Aim of the task: Pull out every line of the records that contains the word "plank", and copy each one unchanged.

Coordinate annotation entries
━━━━━━━━

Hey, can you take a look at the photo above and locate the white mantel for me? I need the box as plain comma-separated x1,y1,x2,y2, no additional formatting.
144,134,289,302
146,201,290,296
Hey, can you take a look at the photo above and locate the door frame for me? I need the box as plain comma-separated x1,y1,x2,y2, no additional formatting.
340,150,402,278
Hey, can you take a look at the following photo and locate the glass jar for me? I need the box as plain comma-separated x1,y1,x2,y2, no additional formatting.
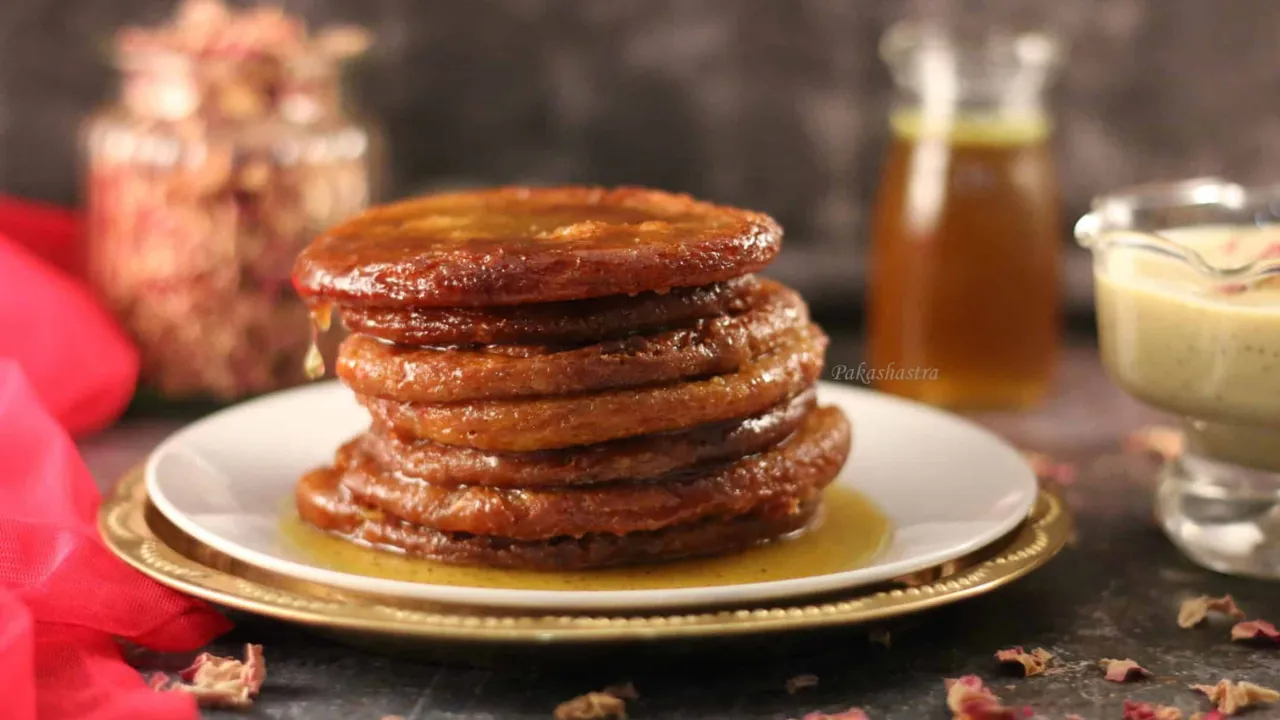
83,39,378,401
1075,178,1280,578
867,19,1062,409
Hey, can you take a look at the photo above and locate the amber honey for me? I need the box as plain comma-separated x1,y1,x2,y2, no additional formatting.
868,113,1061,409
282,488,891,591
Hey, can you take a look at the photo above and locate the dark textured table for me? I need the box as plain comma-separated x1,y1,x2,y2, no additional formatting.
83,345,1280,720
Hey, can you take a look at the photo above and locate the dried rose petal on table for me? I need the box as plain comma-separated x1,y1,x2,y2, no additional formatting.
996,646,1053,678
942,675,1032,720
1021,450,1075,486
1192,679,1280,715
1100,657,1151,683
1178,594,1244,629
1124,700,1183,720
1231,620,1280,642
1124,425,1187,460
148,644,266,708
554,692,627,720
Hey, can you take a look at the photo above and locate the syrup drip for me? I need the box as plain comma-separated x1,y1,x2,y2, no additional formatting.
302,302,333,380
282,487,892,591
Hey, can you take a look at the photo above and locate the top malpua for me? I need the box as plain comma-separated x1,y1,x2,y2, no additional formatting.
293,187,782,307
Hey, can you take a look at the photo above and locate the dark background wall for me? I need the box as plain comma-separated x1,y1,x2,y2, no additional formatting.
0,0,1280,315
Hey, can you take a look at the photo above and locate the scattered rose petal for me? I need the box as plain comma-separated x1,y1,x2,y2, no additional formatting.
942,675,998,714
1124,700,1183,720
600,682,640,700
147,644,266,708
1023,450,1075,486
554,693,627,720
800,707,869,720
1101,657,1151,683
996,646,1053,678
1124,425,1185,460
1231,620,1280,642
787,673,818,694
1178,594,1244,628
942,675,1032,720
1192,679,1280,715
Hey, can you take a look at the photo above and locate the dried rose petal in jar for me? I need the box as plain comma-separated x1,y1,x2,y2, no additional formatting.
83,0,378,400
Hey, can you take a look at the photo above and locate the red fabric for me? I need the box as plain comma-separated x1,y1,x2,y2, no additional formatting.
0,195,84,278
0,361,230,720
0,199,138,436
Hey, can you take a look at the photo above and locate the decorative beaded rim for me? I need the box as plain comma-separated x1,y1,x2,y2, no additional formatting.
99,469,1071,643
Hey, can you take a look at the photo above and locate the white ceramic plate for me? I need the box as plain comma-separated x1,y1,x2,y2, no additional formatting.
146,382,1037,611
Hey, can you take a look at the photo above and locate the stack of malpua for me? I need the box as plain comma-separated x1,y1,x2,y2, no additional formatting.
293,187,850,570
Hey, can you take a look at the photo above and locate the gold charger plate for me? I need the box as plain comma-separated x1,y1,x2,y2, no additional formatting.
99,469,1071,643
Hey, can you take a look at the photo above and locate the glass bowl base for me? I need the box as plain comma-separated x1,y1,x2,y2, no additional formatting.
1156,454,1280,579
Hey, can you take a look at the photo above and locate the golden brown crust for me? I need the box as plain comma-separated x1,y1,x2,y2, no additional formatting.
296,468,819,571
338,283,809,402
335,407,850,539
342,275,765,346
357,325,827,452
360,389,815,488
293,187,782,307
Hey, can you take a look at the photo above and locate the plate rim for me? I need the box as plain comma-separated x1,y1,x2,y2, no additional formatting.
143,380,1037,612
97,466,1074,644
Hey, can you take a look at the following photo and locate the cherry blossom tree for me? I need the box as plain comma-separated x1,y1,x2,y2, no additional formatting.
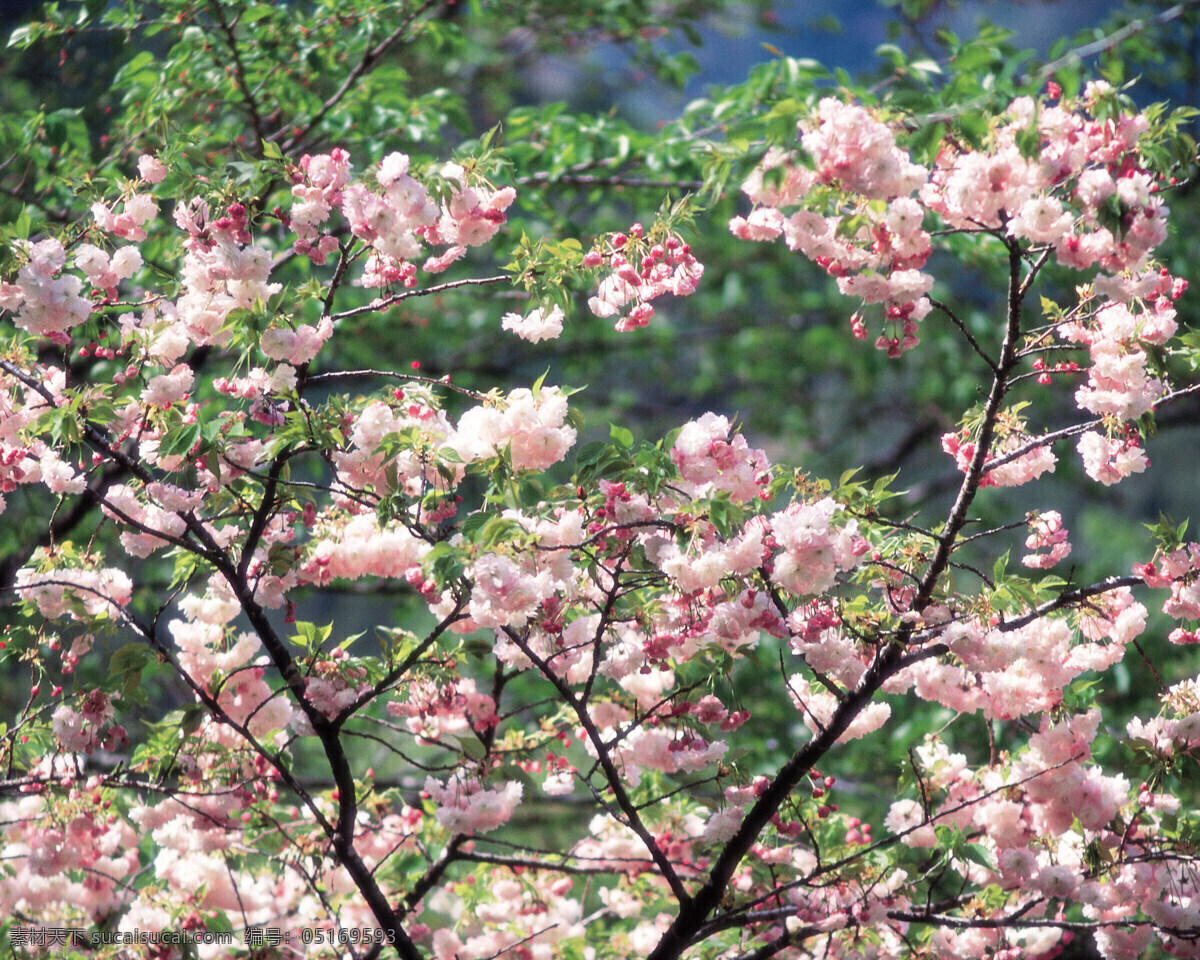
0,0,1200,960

━━━━━━━━

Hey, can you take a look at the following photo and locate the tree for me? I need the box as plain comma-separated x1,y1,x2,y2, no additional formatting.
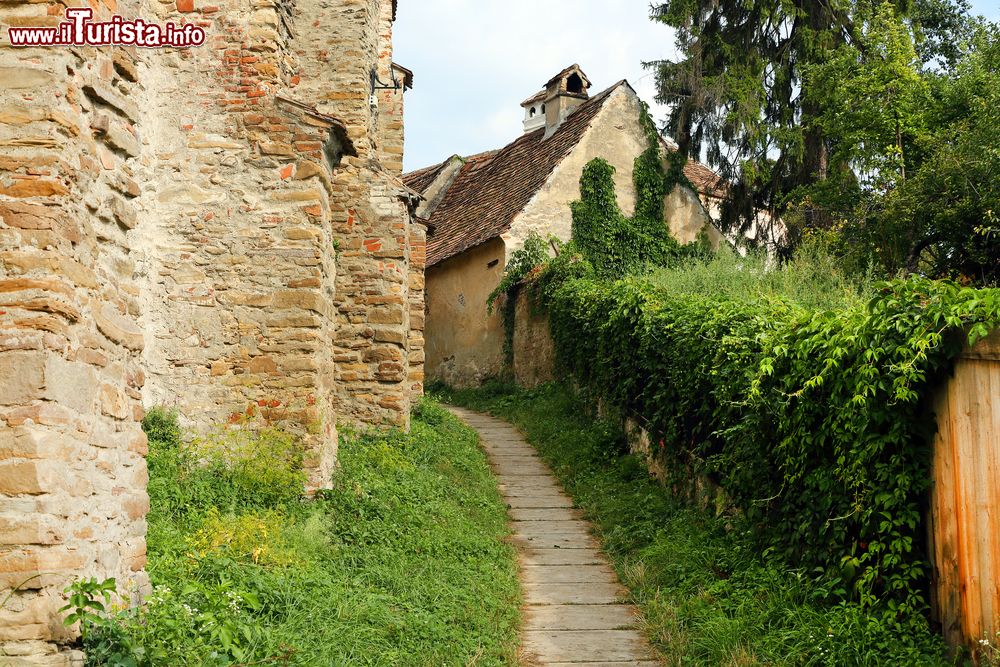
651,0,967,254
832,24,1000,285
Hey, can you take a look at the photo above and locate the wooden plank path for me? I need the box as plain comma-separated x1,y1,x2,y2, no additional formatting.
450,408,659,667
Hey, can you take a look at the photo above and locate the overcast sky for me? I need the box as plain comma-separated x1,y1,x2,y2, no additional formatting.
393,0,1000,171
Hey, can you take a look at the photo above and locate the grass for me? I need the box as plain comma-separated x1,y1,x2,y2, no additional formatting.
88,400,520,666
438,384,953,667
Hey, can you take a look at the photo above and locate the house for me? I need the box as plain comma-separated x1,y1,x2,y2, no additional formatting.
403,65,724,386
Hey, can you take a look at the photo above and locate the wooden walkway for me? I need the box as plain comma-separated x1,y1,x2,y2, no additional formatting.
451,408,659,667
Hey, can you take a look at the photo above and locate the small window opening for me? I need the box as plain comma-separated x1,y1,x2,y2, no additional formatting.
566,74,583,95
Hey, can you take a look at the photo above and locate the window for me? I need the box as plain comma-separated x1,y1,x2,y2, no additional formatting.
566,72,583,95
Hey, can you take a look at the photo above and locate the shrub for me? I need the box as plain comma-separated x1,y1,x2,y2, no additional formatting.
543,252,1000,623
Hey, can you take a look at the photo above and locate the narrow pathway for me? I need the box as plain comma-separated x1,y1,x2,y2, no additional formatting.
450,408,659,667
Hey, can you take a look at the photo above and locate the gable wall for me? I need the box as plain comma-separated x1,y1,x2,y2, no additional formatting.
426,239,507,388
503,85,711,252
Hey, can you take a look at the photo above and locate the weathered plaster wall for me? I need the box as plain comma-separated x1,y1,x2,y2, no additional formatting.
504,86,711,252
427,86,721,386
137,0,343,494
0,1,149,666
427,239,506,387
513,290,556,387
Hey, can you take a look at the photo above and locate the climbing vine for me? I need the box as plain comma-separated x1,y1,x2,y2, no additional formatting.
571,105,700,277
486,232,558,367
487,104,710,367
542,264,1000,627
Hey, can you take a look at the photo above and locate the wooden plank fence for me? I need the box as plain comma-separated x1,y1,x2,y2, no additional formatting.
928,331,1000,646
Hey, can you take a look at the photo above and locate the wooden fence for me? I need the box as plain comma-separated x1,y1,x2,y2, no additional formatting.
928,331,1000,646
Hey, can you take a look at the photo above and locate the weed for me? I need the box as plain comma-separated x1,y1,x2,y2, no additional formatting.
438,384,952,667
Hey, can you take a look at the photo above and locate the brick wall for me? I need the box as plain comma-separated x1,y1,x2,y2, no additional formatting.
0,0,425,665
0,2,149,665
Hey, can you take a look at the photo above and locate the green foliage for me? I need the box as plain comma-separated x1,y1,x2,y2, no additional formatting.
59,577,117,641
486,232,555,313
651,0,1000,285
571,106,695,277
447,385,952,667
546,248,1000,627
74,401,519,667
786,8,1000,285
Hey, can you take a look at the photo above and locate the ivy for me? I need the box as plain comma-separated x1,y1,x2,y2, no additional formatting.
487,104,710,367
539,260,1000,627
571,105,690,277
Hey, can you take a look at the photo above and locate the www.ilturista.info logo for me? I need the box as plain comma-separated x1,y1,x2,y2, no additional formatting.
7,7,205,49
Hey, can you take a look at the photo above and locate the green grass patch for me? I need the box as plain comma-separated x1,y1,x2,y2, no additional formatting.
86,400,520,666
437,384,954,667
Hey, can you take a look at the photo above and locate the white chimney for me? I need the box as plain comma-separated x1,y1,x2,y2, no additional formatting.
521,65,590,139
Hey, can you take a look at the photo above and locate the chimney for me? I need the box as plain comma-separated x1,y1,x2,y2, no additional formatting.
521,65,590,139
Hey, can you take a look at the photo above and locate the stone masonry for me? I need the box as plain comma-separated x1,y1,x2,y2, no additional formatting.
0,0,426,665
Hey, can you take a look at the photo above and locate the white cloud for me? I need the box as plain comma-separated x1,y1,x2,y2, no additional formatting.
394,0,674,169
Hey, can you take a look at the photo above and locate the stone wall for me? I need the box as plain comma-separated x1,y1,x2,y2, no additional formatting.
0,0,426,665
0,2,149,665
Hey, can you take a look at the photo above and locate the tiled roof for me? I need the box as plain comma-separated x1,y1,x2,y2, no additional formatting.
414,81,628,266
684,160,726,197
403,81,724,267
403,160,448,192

━━━━━━━━

Solution:
Hey, can you take a look at the photo above and locate the wooden plank path for me? I need the box as plain comma-separated x1,y1,x2,y2, no additional formatting.
Hey, can you take a look at the photo above and locate the wooden plank fence for me? I need the box as plain comma-separated x1,y1,x2,y2, no additional formatting.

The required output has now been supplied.